(Document text)

=======

Jaguar Land Rover Indian expansion

Sales for 2011 were up a staggering 164% on 2010. Even though this brings sales to a fairly small total of 1,800 vehicles for the year, Jaguar Land Rover India are still delighted with the increase.

It’s been achieved even though Jaguar Land Rover started with a very low base, and against much more established competition.

Plus neither brand have a car that is similar in size to the incredibly popular BMW 3 Series or Mercedes C Class, which together make up 40 to 50% of luxury sales in India.

So is a smaller Jaguar in the works?

This is the question many in the automotive trade are asking. With the premium segment predicted to grow worldwide by 43%, from 28 to 40 million and with the most growth in the sub £30,000 vehicles, it seems that Jaguar could be missing a vital trick, particularly in the emerging markets.

Jaguar are remaining tight-lipped about the possibility, conceding that the change to smaller cars, requiring higher volume of production and sales to compensate for lower costs would be a “huge investment” for the company.

=======

(Available data)

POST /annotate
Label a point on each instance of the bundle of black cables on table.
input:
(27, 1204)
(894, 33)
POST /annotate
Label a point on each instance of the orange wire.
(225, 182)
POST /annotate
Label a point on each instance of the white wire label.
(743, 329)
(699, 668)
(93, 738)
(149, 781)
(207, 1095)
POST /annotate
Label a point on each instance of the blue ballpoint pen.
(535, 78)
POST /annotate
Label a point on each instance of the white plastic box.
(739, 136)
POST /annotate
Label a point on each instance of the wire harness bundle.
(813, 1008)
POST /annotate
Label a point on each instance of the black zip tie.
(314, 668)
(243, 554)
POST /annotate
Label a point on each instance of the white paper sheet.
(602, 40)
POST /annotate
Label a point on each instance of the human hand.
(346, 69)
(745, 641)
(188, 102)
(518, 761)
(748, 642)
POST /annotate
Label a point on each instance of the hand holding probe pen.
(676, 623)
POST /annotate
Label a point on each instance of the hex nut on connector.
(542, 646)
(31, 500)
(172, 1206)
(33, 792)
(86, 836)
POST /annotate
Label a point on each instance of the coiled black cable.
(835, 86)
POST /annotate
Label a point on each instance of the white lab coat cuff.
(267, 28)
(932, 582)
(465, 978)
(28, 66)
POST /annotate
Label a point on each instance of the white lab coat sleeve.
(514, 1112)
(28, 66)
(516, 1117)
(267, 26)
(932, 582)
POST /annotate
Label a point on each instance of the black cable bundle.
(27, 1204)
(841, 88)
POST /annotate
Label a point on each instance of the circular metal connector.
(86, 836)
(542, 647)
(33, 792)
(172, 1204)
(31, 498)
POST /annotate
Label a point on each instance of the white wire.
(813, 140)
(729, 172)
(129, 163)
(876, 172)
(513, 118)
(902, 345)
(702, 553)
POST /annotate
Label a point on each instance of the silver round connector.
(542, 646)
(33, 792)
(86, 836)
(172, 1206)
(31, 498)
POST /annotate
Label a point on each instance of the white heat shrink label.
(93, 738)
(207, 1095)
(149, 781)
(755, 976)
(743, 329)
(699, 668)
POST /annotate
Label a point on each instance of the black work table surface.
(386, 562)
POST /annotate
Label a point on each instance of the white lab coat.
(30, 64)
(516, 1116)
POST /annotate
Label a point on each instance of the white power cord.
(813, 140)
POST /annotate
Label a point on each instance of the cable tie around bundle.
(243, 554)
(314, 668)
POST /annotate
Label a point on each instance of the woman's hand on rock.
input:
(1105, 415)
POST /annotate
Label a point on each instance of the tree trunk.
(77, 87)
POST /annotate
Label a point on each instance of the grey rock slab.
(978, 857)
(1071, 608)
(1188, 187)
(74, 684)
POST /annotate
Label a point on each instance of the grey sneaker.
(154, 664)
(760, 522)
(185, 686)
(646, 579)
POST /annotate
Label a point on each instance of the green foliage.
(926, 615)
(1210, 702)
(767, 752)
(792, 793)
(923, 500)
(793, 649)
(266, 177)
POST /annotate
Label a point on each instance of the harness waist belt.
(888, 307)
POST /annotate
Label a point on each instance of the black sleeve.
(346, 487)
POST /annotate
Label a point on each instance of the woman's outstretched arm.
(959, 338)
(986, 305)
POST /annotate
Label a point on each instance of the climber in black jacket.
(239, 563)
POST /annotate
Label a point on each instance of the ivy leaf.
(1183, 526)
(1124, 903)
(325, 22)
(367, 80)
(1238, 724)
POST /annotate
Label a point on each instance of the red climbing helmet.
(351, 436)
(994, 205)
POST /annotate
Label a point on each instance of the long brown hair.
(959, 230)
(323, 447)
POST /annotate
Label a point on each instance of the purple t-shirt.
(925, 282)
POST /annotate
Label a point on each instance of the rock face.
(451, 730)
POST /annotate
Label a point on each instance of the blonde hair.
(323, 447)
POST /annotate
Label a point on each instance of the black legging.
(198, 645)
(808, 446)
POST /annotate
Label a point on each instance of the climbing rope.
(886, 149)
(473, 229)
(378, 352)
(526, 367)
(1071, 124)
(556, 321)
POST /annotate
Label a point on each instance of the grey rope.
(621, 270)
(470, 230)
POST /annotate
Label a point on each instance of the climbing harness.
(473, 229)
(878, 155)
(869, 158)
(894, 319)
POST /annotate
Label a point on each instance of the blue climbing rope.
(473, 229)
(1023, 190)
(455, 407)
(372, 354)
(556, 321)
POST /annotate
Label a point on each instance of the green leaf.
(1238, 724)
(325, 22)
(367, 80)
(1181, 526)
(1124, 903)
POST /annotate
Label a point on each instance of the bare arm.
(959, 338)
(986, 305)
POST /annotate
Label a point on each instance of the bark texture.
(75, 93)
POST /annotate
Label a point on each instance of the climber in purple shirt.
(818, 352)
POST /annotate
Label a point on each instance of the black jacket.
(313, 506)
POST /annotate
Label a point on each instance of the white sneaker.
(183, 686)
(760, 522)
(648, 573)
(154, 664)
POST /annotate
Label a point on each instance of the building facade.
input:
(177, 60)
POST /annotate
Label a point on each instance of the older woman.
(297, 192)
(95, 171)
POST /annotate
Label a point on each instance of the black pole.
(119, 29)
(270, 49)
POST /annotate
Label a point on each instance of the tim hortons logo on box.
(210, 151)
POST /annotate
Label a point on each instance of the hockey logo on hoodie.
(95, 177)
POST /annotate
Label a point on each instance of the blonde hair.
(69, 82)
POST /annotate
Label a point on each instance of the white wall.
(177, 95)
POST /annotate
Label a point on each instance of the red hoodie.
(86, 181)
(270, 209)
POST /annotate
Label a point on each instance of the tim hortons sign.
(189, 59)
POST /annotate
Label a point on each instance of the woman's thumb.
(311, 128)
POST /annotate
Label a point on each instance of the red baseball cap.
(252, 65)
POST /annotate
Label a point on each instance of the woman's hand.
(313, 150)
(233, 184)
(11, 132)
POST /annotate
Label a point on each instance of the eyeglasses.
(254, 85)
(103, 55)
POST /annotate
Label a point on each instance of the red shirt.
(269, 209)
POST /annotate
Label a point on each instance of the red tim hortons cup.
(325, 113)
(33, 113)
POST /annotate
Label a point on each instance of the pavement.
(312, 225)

=======

(Challenge A)
Do these statements agree with the article on Jaguar Land Rover in India? Answer yes or no for each, quoting the words from the article that decide it: (i) Sales in 2011 were 164% higher than in 2010. (ii) Jaguar Land Rover India sold 18,000 vehicles in 2011. (iii) Jaguar has confirmed that it plans to build a smaller car.
(Challenge B)
Count the lines in the records that contain the string "leaf", and give only the number.
The records are unrelated to the article on Jaguar Land Rover in India.

(Output A)
(i) Yes: "Sales for 2011 were up a staggering 164% on 2010."
(ii) No: "a fairly small total of 1,800 vehicles for the year"
(iii) No: "Jaguar are remaining tight-lipped about the possibility"

(Output B)
2